Desperate for assistance as its foreign currency reserves tumble, Turkey has appealed to the US for a dollar swap line, but experts say the US Federal Reserve is unlikely to go ahead with the move due to Washington’s rocky ties with Ankara and US financial experts’ doubts about Turkey’s economic prospects.
“It seems the reasons why the swaps are needed in Turkey do not fit into the Fed’s stated goals,” US economist William Dudley said. “It’s also hard to imagine that the Fed would run out swaps to a country that is having some bumpy relations with the United States.”
While Dudley said it was possible an agreement could be reached if the White House intervened, he doubted the Federal Reserve would make such a decision “unilaterally.”
The US has not commented on Turkey’s request for a swap line, which are generally only provided to trusted countries with high credit ratings.
Washington and NATO are at odds with Ankara over its purchase of a Russian S-400 defence system last year and conflicting aims in war-torn Syria. Turkey could face US sanctions if it activates the Russian system.

• Dataset extract
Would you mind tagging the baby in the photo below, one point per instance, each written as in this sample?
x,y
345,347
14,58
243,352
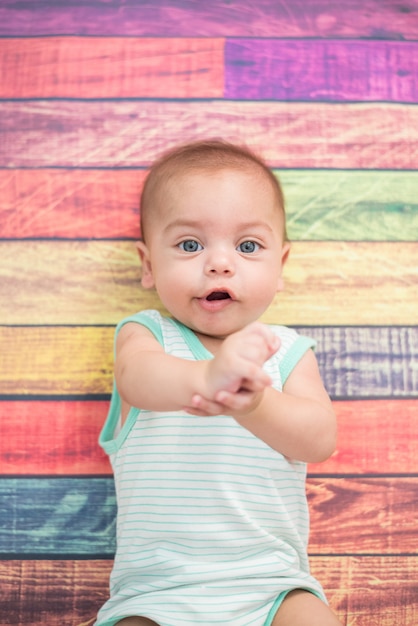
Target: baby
x,y
214,415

• Written instruction
From the text on Turkey's request for a US dollar swap line, write out the passage starting at "Desperate for assistance" and ending at "Turkey’s economic prospects.". The records have nothing to do with the text.

• Full output
Desperate for assistance as its foreign currency reserves tumble, Turkey has appealed to the US for a dollar swap line, but experts say the US Federal Reserve is unlikely to go ahead with the move due to Washington’s rocky ties with Ankara and US financial experts’ doubts about Turkey’s economic prospects.